**Challenge**
Reproduce the lines of the listing below from the line with "Annotation guideline: every instance of the thick" through the end of the listing, raising every coordinate in the answers by 105. Omit the pictures.
┌─ Dataset excerpts
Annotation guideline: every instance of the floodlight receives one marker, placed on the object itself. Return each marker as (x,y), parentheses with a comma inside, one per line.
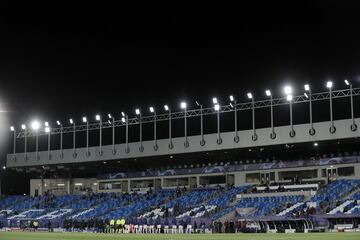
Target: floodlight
(329,84)
(35,125)
(183,105)
(287,90)
(307,87)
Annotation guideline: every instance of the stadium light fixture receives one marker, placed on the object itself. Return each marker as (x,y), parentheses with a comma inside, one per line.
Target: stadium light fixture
(268,94)
(183,105)
(307,87)
(329,84)
(35,125)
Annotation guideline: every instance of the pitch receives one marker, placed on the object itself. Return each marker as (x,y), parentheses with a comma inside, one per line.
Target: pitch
(89,236)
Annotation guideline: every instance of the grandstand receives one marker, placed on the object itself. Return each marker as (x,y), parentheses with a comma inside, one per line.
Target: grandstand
(246,181)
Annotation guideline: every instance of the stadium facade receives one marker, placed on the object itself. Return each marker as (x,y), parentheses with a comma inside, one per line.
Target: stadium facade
(272,179)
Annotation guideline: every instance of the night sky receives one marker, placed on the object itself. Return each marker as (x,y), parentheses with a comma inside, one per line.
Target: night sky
(54,66)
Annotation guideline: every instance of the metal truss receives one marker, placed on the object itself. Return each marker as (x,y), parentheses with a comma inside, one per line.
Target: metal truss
(197,112)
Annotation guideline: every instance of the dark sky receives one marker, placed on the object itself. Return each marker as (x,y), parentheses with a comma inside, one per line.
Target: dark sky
(55,65)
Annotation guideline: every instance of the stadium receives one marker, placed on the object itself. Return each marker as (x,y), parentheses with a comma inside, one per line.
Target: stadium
(279,162)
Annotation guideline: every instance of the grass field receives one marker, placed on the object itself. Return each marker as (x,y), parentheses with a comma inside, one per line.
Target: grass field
(89,236)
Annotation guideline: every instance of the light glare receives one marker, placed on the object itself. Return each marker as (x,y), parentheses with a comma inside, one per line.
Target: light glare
(329,84)
(35,125)
(287,90)
(183,105)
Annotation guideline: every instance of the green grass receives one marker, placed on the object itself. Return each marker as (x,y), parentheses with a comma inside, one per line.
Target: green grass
(90,236)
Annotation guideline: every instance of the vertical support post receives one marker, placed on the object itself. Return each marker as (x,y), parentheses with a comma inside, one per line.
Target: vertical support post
(87,138)
(100,138)
(127,134)
(202,142)
(113,135)
(141,148)
(49,139)
(74,140)
(37,144)
(61,140)
(254,137)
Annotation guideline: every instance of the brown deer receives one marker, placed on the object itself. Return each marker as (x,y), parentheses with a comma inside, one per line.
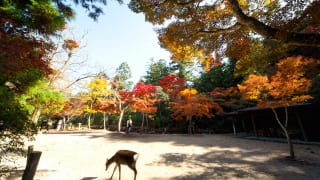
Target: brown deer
(125,157)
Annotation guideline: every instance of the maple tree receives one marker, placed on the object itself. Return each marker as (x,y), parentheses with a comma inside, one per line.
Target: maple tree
(99,90)
(190,104)
(289,85)
(197,29)
(172,85)
(144,99)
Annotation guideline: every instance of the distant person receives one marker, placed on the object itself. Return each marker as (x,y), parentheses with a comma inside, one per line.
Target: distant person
(129,125)
(59,126)
(44,125)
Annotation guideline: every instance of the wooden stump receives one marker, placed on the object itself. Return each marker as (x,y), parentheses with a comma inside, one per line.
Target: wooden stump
(32,164)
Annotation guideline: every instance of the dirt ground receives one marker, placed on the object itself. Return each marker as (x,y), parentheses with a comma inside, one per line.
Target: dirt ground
(82,155)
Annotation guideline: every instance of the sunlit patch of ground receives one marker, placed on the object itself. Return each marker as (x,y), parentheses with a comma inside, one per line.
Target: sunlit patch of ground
(82,156)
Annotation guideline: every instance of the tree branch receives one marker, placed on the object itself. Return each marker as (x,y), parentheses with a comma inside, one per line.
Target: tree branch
(300,39)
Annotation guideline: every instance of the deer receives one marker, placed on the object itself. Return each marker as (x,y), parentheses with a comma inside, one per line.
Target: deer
(124,157)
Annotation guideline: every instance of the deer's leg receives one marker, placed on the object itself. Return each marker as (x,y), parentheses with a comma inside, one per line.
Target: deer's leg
(115,167)
(133,167)
(119,172)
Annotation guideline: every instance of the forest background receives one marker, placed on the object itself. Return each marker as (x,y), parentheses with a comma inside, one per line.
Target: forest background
(251,53)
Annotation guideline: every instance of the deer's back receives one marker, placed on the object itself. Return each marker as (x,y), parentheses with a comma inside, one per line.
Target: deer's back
(126,156)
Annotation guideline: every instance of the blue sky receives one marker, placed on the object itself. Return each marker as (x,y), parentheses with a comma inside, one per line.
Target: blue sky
(120,35)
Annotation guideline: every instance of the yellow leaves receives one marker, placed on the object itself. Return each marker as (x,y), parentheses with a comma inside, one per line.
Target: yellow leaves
(288,85)
(99,87)
(254,87)
(192,105)
(71,44)
(188,92)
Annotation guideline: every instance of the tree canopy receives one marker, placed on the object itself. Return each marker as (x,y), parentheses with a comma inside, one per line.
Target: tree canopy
(197,29)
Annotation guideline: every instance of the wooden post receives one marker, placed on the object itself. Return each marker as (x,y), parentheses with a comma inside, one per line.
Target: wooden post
(30,150)
(32,164)
(305,137)
(234,127)
(253,125)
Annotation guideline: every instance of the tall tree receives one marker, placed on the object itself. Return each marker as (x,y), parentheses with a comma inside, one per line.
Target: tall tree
(289,85)
(144,100)
(156,70)
(190,104)
(196,29)
(122,76)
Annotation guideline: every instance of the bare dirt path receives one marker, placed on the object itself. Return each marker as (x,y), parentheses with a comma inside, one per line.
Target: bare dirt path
(76,156)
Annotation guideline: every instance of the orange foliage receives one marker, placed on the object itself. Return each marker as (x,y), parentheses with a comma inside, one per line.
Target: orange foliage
(189,105)
(288,85)
(18,54)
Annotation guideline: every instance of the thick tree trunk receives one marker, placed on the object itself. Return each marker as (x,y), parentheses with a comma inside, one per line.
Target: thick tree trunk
(89,121)
(120,120)
(105,120)
(284,128)
(36,115)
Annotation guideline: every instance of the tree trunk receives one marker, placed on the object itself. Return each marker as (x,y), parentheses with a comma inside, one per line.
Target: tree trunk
(36,115)
(120,120)
(105,117)
(89,121)
(142,122)
(292,156)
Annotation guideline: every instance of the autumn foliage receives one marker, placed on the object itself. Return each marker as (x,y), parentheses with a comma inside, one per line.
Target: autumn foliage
(191,104)
(172,85)
(288,85)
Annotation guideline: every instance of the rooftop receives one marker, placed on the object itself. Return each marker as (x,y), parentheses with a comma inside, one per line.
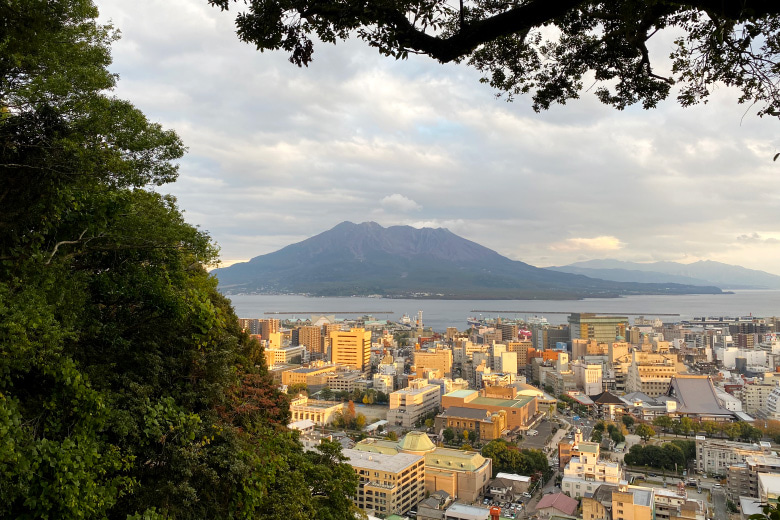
└─
**Reply to the exercise**
Annotation guideline: every instance of the thick tree trunk receives one marker, placed on the object itself. Return each marker as (x,y), parentheses with a comma inside, one per line.
Target: thick tree trunk
(194,226)
(225,225)
(210,225)
(389,233)
(141,220)
Annotation guideline: every instance of the tree trunk receives one marker, placed on the object itself. Return each marker as (x,y), parentheses with a comma inside, one per line.
Target: tree trunk
(141,220)
(225,225)
(210,222)
(194,226)
(247,227)
(397,261)
Annotation guideline: every instance of the autumn foliage receives one marker, placed on the object itself. Return each marker as (x,y), parentheses with a comma inside, one per line.
Target: autumn foliage
(296,209)
(277,190)
(393,190)
Annotation guideline: every instance of the rooftop receives one marker, placed on the object itself. Return each marker as (x,y), parentheses with a comma inside, one per line.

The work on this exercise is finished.